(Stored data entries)
--- START ---
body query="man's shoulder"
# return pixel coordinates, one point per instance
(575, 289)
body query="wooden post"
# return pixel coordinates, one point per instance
--- END ---
THE TASK:
Reproduce the records above in full, without altering a single character.

ANSWER TO THE PROBLEM:
body query="man's shoulder"
# return pixel coordinates, one point per instance
(575, 289)
body query="wooden post"
# return pixel coordinates, one point per instance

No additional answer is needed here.